#### Extract
○ ○ ○
Glynn v. Roy Al Boat Management Corp.

Decision Date21 June 1995
Docket NumberNos. 93-15546,93-15681,s. 93-15546
Citation57 F.3d 1495
Parties, 64 USLW 2012 Christopher Gerald GLYNN, Plaintiff-Appellant-Cross-Appellee, v. ROY AL BOAT MANAGEMENT CORP.; Daniel J. Shawhan, in personam; F/V No Problem, O.N. 650399, her engines, equipment, appurtenances, catch, in rem; F/V Full Moon, her engines, equipment, appurtenance, cargo freight and catch, in rem, Defendants-Appellees-Cross-Appellants.
CourtU.S. Court of Appeals — Ninth Circuit

Jay Lawrence Friedheim and Joe P. Moss, Friedheim & Moss, Honolulu, HI, for plaintiff-appellant-cross-appellee.

James E. Ross, James E. Ross & Associates, Houston, TX, for defendants-appellees-cross-appellants.

Appeals from the United States District Court for the District of Hawai'i.

Before: FARRIS, BEEZER, and RYMER, Circuit Judges.

Opinion By Judge RYMER *

; Dissent by Judge RYMER.

RYMER, Circuit Judge:

These appeals require us to decide who can be an "employer" for purposes of a seaman's suit under the Jones Act, 46 U.S.C.App. Sec. 688, the propriety of punitive damages and attorney's fees awarded on a claim for failure to pay maintenance and cure, and whether the issue of prejudgment interest must be submitted to the jury when a maritime claim is tried by a jury.

Christopher Glynn brought suit under general maritime law and the Jones Act for injuries allegedly suffered as a crew member on board the F/V NO PROBLEM. The vessel was owned by Roy Al Boat Management Corporation, and mastered by Captain Daniel Shawhan. The district court 1 determined that Roy Al was Glynn's "employer" but left Shawhan's "employer" status for the jury to decide. The jury returned special verdicts against both Roy Al and Shawhan on Glynn's claims for unseaworthiness, negligence, and maintenance. It also awarded punitive damages after finding that Roy Al and Shawhan acted arbitrarily, willfully, and with bad faith in failing to provide maintenance and cure. The district court awarded attorney's fees on the claim for maintenance and cure, but granted judgment notwithstanding the verdict on punitive damages as it believed that punitive damages are unavailable as a matter of law. The court also declined to award prejudgment interest on the ground that it is a question for the jury which Glynn waived by failing to request an instruction. Both parties appeal.

We conclude that the court properly determined that Roy Al, as the vessel owner for whom Glynn worked, was Glynn's Jones Act "employer" because the relationship bears no indicia of a joint venture other than the fact that Glynn's wages were determined by a percent of net profits. We also hold that there can be no more than one "employer" for purposes of the Jones Act. Submitting the question of Shawhan's "employer" status to the jury was therefore error, requiring reversal of the judgment against him for negligence.
○ ○ ○
#### Record set
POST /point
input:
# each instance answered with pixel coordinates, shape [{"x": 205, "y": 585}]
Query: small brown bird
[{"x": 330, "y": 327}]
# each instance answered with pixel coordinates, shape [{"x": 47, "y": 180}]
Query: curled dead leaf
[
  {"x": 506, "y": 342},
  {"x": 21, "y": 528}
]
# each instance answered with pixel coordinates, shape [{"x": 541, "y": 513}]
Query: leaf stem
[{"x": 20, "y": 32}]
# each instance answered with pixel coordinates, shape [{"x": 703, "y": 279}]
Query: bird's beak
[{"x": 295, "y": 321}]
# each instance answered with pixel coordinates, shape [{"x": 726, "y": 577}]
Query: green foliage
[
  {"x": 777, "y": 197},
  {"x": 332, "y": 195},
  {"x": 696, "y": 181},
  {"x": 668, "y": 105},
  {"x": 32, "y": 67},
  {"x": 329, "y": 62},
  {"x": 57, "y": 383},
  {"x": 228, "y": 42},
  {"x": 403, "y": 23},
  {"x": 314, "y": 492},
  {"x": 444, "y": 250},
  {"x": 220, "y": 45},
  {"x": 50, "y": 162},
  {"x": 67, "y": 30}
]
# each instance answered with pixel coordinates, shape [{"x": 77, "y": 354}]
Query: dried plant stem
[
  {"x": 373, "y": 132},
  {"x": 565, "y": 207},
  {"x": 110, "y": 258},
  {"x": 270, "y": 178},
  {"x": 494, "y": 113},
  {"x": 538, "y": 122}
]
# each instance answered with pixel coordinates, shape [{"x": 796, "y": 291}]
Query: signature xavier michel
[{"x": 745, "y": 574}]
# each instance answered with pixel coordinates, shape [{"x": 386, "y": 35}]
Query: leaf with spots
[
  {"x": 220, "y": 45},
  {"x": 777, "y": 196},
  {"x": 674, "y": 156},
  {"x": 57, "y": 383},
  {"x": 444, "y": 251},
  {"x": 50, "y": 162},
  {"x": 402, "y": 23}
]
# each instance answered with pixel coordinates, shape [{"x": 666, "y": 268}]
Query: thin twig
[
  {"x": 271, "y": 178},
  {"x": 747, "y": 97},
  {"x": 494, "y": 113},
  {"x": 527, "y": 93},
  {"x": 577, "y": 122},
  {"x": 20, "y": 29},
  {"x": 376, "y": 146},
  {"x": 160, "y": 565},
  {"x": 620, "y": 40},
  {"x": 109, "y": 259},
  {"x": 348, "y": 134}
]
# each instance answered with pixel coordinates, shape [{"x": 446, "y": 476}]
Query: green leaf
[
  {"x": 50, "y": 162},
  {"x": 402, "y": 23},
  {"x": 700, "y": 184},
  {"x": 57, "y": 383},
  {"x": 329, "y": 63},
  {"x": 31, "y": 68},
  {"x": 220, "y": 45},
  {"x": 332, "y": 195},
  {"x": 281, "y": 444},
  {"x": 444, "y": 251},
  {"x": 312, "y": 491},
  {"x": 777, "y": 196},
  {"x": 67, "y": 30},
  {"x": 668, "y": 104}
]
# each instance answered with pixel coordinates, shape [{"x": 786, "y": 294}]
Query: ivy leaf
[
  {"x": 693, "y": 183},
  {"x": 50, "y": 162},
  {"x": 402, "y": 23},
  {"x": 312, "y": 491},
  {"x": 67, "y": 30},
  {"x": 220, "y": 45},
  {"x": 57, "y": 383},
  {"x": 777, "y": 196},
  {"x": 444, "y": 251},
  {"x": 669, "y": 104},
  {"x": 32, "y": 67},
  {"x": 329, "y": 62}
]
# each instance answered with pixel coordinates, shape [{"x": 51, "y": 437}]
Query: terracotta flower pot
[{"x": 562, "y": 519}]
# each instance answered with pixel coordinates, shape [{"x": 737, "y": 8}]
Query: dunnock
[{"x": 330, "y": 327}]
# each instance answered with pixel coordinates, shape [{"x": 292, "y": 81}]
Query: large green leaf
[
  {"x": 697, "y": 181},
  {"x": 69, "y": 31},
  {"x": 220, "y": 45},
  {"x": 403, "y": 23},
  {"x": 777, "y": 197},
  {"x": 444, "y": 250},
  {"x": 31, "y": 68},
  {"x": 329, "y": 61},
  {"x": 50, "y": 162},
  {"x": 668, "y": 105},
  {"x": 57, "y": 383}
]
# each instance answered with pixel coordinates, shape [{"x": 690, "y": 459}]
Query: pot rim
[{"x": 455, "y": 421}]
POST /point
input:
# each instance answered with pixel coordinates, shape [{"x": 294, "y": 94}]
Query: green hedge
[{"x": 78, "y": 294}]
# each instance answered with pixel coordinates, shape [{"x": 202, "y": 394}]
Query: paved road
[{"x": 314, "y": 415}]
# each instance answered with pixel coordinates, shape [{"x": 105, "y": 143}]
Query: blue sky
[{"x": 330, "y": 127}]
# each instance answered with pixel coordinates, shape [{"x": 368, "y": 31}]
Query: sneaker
○ ○ ○
#### To do
Write out the court opinion's passage word for word, starting with "James E. Ross, James" and going on through "District of Hawai'i.".

#### Task answer
James E. Ross, James E. Ross & Associates, Houston, TX, for defendants-appellees-cross-appellants.

Appeals from the United States District Court for the District of Hawai'i.